ARTÍCULOS LITERARIOS
EL ESPECTADOR
Por José Luis Martínez Valero
a Carlos Alcaraz, tenista
Hay juegos que podrían explicar ciertas actitudes: fútbol, baloncesto y tenis. Todos requieren rapidez y precisión, también ingenio para romper la barrera que es el contrario. En el fútbol los balones se dirigen a la portería, lo demás no importa, pese a que se califique el juego por los pases, por esas combinaciones que convierten al balón en una aguja que compone un tejido sutil, al combinar el tiempo y el espacio. Ese punto sobre el campo se mueve en forma de triángulos, arcos, tangentes, secantes. Si tuviese que representarlo quizá sería más Kandinsky que Picasso.
Picasso está más cerca del baloncesto, esas contorsiones que, sin dejar de ser humanas, multiplican las perspectivas hasta conseguir que el balón penetre en la canasta.
Mientras fútbol y baloncesto se constituyen por equipos, cuya compenetración se logra con repetidos entrenamientos, estrategias para lograr que el balón penetre en la canasta o la portería. El tenis es un juego individual, en cualquier caso, el equipo que forman entrenadores, fisioterapeutas, médico, psicólogo, se limita a analizar, confirmar el tipo de juego, una vez que los jugadores están sobre la pista apenas pueden intervenir. El peso recae sobre el jugador, torneo entre caballeros.
La soledad del jugador en la pista, le exige una concentración que ha de recibir y emitir una pequeña pelota en un espacio definido, tan preciso que basta un milímetro para conseguir un buen golpe y dar por bueno el punto, como para que quede fuera y pierda. La bola en el tenis no es nunca estática, incluso cuando comienza el juego no lo lanza una catapulta o un tirachinas, sino que tras arrojarla al aire es golpeada, lo que hace más impreciso el control.
Aunque el aire, las condiciones meteorológicas, calor y frio, pueden modificar la dirección, sin embargo, para la velocidad, la línea tensa del golpe, sigue siendo fundamental el estado del jugador. La bola va de un lado a otro de la red y debe caer siempre sobre la pista, el reglamento exige que bote sobre el suelo una vez, de no ser así, el contrincante pierde el punto.
Esta soledad y concentración que exige el tenis, está cerca también de Kandinsky, la precisión en la línea, o la parábola, esa curva, que el golpe de la raqueta, deja caer al otro lado de la red, mientras el contrario se ve incapaz de contestar, o bien moviéndose con rapidez la alcanza, la devuelve al otro campo y no sabemos si podrá ser alcanzada de nuevo o bien se pierde más allá del jugador, que contempla a su espalda el punto perdido.
El tenis supone el triunfo de la geometría, para el espectador constituye una sintaxis de ángulos formulados por la raqueta y el suelo de la pista. La lucha sucede en dos planos, por una parte, la estabilidad de la tierra, su impasible horizontalidad, los límites del campo, y el aire, donde la sorpresa, inteligencia, precisión de tenista y raqueta suceden. ¿Cómo unir quietud y movimiento para que resulten eficaces? Nos encontramos ante la maestría del jugador, la experiencia, la repetición, las horas y horas de práctica. Es imprescindible su concentración, ese juego de líneas y puntos sobre el plano pasan entonces de la cabeza a la mano que sostiene la raqueta. Hay un momento en el que no sabemos bien si la raqueta, el brazo, la cabeza, las piernas, aliados para golpear en esa grieta que el jugador descubre en el muro del contrario, son una única pieza.

• • • •

● **ENUNCIADO DEL EJERCICIO**:
Indique si cada afirmación concuerda con el artículo sobre el tenis, respondiendo sí o no y citando literalmente las palabras del texto que lo deciden.
(a) El autor relaciona el baloncesto con Picasso.
(b) El equipo de entrenadores, fisioterapeutas, médico y psicólogo puede intervenir ampliamente cuando los jugadores ya están en la pista.
(c) El reglamento exige que la bola bote una vez sobre el suelo.

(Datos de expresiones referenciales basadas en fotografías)

• • • •

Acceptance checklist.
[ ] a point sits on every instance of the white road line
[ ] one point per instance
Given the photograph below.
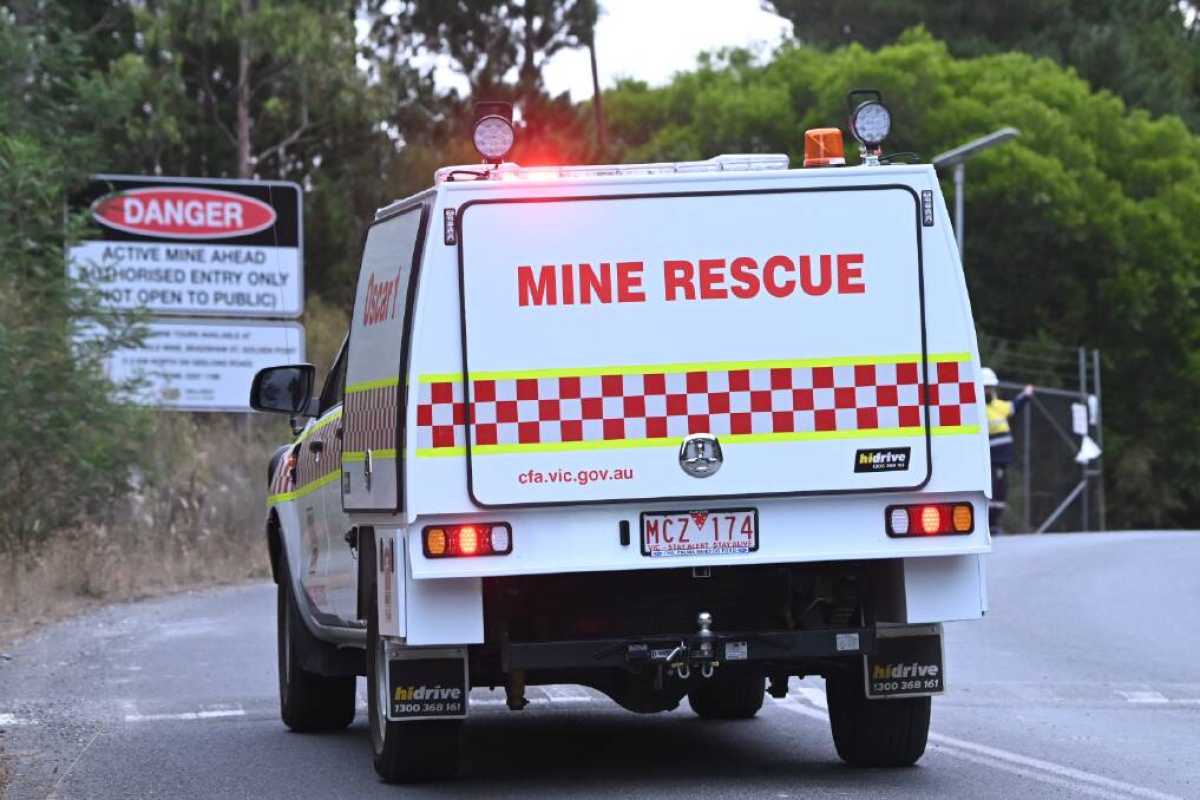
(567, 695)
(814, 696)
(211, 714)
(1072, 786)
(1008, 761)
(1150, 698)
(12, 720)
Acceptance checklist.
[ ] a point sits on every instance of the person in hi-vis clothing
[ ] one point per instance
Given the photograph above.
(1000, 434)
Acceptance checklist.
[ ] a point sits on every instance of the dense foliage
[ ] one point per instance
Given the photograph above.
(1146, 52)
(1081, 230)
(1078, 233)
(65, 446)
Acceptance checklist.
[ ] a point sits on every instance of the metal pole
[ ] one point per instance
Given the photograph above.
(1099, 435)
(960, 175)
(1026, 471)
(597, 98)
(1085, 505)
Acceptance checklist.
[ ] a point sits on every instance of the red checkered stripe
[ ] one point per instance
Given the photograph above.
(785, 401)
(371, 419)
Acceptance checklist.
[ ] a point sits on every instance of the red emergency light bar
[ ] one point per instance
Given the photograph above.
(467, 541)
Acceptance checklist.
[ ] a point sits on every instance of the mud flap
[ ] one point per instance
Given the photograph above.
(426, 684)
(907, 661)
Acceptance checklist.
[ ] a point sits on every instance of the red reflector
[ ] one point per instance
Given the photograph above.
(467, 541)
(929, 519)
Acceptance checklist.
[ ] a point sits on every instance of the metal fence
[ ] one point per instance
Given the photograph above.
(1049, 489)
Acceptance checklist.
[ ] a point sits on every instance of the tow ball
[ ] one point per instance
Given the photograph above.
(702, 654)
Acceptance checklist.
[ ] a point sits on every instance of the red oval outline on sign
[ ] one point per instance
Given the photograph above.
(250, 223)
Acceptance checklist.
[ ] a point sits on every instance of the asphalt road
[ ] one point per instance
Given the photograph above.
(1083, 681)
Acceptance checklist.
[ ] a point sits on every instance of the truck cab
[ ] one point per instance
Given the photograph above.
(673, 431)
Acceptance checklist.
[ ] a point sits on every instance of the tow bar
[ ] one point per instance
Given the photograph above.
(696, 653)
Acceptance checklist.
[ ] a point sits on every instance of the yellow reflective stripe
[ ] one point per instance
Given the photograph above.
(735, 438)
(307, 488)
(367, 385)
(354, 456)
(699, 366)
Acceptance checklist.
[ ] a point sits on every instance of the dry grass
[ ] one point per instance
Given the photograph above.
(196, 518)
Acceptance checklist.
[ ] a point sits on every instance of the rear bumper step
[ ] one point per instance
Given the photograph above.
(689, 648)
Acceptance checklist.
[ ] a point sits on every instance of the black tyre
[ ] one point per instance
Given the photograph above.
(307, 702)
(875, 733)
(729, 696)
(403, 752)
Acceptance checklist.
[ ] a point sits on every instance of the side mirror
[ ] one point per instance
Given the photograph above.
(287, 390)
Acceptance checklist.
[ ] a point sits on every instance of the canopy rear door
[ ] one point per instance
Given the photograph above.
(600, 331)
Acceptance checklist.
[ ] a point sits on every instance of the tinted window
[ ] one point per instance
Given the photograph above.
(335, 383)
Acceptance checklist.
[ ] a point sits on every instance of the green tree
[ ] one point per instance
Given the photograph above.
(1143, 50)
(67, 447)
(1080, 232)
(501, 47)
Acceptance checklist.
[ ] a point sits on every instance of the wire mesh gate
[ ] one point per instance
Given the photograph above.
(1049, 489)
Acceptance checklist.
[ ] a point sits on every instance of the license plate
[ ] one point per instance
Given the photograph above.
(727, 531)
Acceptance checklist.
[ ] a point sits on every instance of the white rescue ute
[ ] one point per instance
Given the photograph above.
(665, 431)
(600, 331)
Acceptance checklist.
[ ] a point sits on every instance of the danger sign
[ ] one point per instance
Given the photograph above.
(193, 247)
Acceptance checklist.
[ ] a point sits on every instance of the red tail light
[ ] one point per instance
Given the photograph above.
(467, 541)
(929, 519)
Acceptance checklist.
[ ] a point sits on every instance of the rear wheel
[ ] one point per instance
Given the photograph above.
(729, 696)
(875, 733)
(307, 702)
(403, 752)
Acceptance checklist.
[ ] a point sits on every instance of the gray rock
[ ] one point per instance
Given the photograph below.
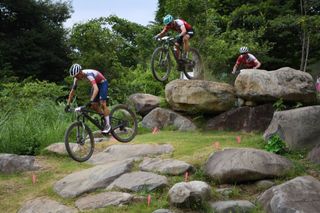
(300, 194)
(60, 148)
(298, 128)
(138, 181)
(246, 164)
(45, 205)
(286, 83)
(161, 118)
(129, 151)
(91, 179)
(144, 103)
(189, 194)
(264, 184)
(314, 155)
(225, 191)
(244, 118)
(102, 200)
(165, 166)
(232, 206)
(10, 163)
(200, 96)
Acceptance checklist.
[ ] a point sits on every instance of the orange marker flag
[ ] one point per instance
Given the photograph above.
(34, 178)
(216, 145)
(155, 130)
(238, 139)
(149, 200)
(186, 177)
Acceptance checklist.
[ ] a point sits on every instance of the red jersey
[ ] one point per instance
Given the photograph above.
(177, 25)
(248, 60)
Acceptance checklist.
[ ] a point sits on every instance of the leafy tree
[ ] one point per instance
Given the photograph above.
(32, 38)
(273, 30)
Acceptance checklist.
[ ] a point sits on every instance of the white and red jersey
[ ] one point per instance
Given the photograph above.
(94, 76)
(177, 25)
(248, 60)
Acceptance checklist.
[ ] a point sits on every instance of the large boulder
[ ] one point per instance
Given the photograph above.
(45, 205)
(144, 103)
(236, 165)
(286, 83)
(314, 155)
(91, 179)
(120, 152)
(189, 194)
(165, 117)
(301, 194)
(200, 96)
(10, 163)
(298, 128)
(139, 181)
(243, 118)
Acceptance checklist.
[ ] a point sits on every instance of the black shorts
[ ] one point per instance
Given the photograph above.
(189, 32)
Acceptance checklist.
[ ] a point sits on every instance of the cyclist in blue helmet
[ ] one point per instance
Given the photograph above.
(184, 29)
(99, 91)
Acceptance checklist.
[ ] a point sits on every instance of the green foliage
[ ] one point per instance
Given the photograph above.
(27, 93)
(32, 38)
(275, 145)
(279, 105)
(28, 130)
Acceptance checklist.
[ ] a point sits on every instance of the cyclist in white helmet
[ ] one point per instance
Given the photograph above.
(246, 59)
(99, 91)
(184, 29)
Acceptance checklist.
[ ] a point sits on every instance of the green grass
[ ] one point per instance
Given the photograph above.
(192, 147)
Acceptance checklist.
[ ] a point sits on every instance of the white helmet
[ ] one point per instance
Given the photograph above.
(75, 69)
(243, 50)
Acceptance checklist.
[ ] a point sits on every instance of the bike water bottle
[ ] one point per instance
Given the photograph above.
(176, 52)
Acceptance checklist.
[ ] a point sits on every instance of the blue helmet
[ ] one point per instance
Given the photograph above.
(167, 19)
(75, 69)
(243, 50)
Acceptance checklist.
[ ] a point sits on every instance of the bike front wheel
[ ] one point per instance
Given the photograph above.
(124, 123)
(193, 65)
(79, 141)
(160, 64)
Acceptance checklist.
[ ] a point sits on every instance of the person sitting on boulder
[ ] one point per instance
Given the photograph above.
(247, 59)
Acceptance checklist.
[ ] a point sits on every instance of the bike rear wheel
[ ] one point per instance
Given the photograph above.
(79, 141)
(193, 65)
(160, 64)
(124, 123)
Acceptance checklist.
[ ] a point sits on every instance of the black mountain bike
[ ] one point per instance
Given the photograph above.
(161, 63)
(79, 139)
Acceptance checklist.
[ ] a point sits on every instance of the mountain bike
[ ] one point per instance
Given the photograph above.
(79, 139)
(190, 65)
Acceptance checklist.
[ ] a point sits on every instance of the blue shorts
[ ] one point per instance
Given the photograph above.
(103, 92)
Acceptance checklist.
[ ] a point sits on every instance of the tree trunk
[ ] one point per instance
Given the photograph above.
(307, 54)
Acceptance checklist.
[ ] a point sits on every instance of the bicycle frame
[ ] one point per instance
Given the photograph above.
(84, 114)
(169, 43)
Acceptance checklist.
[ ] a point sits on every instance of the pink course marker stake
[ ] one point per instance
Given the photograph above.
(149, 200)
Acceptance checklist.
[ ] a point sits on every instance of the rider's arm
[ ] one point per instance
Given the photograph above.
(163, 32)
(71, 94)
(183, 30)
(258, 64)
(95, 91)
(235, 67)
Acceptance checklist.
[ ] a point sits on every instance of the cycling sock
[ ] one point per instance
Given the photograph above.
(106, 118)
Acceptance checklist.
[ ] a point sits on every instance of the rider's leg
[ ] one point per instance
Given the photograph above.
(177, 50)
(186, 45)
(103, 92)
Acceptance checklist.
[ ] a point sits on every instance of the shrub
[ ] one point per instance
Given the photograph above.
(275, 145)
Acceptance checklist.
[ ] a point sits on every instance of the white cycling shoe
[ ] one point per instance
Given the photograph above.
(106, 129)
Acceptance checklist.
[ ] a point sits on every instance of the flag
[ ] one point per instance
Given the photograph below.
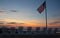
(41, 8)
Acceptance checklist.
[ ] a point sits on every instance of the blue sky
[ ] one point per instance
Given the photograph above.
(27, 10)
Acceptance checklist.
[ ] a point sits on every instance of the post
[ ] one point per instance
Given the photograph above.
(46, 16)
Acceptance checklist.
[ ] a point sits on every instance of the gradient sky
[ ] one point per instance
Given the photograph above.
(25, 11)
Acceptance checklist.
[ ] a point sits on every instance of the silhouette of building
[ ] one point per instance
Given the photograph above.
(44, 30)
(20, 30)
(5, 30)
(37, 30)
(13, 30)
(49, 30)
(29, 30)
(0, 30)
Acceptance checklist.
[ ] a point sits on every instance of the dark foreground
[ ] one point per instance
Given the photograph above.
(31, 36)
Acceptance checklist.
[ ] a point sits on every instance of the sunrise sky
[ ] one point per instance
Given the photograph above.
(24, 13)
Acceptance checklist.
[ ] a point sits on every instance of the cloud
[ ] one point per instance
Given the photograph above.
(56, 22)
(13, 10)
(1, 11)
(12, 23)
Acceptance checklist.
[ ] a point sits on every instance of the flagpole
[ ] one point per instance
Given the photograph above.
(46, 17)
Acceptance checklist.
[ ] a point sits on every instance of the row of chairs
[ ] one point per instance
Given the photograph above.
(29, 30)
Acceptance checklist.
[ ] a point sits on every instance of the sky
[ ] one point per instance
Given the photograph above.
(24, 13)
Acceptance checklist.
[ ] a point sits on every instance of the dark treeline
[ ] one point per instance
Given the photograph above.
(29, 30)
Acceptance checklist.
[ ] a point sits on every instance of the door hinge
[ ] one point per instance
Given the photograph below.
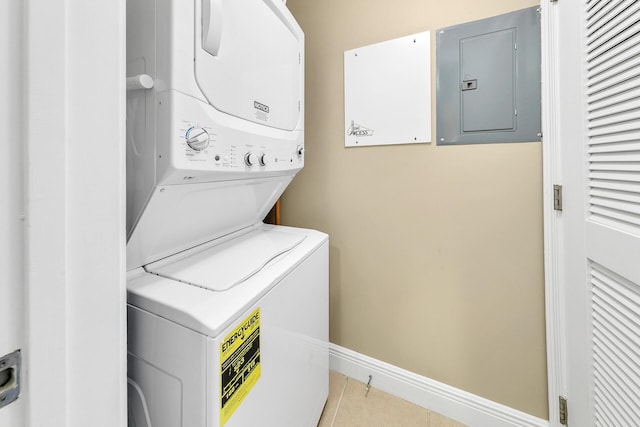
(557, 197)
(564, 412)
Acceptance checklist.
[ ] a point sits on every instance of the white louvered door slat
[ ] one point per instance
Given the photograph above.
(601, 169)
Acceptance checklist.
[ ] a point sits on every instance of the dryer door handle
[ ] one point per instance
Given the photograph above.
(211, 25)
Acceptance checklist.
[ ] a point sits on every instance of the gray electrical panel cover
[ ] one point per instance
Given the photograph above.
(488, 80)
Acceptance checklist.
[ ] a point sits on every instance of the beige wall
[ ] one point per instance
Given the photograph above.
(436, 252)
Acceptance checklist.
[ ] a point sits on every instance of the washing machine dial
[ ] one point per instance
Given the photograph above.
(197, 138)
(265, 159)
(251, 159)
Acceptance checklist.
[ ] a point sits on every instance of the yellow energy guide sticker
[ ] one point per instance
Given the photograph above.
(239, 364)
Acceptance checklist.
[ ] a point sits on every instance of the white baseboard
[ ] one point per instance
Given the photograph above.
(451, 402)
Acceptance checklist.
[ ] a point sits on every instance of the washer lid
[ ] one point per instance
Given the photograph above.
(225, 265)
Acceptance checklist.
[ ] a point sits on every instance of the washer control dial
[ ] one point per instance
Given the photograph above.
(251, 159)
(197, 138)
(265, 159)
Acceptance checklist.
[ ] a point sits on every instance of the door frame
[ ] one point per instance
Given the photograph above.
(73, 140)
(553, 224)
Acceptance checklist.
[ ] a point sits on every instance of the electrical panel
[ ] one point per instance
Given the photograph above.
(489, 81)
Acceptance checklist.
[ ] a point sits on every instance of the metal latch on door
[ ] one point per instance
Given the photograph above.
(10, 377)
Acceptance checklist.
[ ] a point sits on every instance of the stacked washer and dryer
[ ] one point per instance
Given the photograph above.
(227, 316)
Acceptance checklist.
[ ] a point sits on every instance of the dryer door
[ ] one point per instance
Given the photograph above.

• • • •

● **TAREA RESUELTA**:
(a) Sí: «Picasso está más cerca del baloncesto».
(b) No: «una vez que los jugadores están sobre la pista apenas pueden intervenir».
(c) Sí: «el reglamento exige que bote sobre el suelo una vez».